WHAT IS NEEDED:
Reproduce every line of the records below from the one containing "shoes and record the coordinates." through the end, requests included, with nothing else. Multiply each coordinate in the answers by 0.4 and round to whole numbers, halves up.

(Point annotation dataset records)
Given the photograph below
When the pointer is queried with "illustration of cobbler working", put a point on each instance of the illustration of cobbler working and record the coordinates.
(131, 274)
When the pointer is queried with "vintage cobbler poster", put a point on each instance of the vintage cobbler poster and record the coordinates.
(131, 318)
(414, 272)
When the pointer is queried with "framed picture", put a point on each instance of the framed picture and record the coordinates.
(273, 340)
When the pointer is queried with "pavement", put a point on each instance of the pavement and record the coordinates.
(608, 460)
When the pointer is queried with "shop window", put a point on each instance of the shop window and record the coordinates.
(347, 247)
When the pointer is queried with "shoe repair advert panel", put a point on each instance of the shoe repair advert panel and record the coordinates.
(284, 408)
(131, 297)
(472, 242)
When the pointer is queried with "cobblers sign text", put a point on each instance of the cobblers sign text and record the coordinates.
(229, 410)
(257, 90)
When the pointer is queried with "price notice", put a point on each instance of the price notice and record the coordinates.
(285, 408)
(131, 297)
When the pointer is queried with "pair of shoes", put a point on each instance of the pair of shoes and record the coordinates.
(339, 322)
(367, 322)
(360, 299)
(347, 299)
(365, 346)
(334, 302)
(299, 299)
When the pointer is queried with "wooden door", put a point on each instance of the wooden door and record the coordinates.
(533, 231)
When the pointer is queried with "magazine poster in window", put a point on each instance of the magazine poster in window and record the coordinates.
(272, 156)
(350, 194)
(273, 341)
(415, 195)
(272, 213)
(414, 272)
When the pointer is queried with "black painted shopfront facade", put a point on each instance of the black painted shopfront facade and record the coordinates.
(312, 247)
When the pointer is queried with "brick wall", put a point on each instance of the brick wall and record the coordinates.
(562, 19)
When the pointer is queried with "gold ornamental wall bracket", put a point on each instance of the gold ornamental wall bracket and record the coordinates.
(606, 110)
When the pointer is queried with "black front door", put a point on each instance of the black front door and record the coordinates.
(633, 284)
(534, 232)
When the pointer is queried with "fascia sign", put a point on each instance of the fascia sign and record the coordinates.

ANSWER TO THIS PROBLEM:
When the pointer is queried with "pair of shoes", put a point on each instance of the pair of shoes and record the coordinates.
(136, 129)
(147, 129)
(144, 120)
(139, 120)
(146, 138)
(134, 121)
(120, 120)
When the pointer is queried with "wooden door", put a point on each instance of the wooden door and record the coordinates.
(213, 92)
When the pointer is queried with "magazine poster in window", put a point on each instance of the magazine poster in window and record the coordinates.
(109, 62)
(140, 78)
(109, 136)
(166, 78)
(109, 85)
(166, 109)
When the pointer is queried with "black painted shopfront facade", put a point on each instance of the black painted shopfront facade and record the coordinates.
(125, 99)
When the pointer is queried with "brick wall", put a point on each instance of the brick wall and record the coordinates.
(225, 8)
When the pointer is queried with "gold ornamental wall bracket", put a point on each instance of the gold ornamental wall bracket and record the coordinates.
(242, 44)
When the pointer is queried with "black front door", put a point on each instance of the black front door and record the coordinates.
(253, 114)
(214, 93)
When the pointer is queried with "fascia sign", put a point on each instance of the fascia sign and record the coordinates.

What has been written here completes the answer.